_Dataset entries_:
-=-=-=-=-

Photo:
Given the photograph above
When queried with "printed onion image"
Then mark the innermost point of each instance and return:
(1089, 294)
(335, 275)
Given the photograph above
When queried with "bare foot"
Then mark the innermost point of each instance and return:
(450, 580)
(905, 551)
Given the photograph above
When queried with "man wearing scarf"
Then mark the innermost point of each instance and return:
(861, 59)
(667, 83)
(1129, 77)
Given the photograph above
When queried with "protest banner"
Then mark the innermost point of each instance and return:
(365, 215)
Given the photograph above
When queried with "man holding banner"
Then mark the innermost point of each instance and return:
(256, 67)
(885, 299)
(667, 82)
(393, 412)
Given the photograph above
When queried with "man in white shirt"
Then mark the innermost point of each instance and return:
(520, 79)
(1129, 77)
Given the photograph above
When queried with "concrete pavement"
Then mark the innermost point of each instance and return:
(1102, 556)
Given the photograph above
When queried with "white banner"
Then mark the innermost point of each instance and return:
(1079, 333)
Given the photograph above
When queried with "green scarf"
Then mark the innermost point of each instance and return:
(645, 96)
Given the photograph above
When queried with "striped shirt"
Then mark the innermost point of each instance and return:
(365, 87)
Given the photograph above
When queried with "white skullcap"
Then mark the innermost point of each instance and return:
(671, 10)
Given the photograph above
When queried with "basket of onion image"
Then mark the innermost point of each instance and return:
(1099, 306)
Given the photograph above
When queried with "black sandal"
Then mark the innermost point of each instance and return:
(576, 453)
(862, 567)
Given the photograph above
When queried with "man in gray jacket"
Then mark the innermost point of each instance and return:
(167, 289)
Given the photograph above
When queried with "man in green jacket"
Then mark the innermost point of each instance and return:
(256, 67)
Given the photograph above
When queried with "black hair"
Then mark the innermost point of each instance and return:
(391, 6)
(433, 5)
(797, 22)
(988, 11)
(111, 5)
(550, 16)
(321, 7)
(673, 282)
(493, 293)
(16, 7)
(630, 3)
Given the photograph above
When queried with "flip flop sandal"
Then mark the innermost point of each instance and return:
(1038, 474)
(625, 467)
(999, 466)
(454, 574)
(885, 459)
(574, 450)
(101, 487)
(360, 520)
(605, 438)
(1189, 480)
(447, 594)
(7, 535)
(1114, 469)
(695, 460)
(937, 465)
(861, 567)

-=-=-=-=-

_EXERCISE OBJECTIVE_:
Your task is to repeat the entries exactly.

_FINISHED TASK_:
Photo:
Given the photograph above
When queried with "printed onion image"
Then mark the innermost point of each instance and return:
(1089, 294)
(335, 275)
Given the photograph above
When queried with "bare foot"
Then mark the innermost point of each instance and return:
(450, 580)
(905, 551)
Given the photograph above
When queried with "man wearing scarf"
Then mark the innermost point of each instance and return:
(861, 59)
(667, 83)
(1129, 77)
Given the photograph above
When queried with "protest banner"
Then mark the innermost point of each instance and return:
(365, 215)
Given the photograph above
When queried with "man holding banner"
Then mark the innermost point of each instance and return:
(256, 67)
(885, 299)
(667, 82)
(393, 412)
Given the photograph above
When queried with "man in white shirt"
Then mark the innermost point of each instance and return:
(520, 79)
(1129, 77)
Given the photograph above
When queried with "concrete pavement"
Then mark the innermost point of each instance and return:
(1102, 556)
Given the photograph above
When queried with "white banner"
Then mark the innermost point of each instance and return:
(1079, 333)
Given the photograph above
When queried with "green scarf"
Then mark the innermost point of each instance and return:
(645, 96)
Given the photograph above
When queried with "striped shirt"
Then mark the innermost point of each instance and return:
(365, 87)
Given the photograph above
When queried with "white skullcap"
Then mark the innermost point of each instance and return:
(671, 10)
Given the photograph above
When queried with "basket of onion image"
Then mark the innermost point of each instance and return:
(1099, 306)
Given the photograph above
When queried with "black sandal"
Then mark the innermost point of each instance and return:
(576, 453)
(862, 567)
Given the photograph above
When queried with "man in gray jacket"
Then mark the innermost point of each instance and return:
(167, 289)
Given the photograph above
When queried with "man in green jacket"
Then mark the innermost point of each instance and return:
(256, 67)
Given the photograph above
When queried with "black hair"
Then mark the innermost point of each instance and return:
(391, 6)
(433, 5)
(797, 22)
(988, 11)
(111, 5)
(550, 16)
(321, 7)
(673, 282)
(493, 293)
(16, 7)
(630, 3)
Given the photograph above
When queried with "flip flop sandal"
Then mark the innermost point of each instance and return:
(1038, 474)
(625, 467)
(999, 466)
(454, 574)
(885, 459)
(574, 450)
(101, 487)
(360, 520)
(605, 438)
(1189, 480)
(447, 594)
(7, 535)
(1114, 469)
(695, 460)
(937, 465)
(861, 567)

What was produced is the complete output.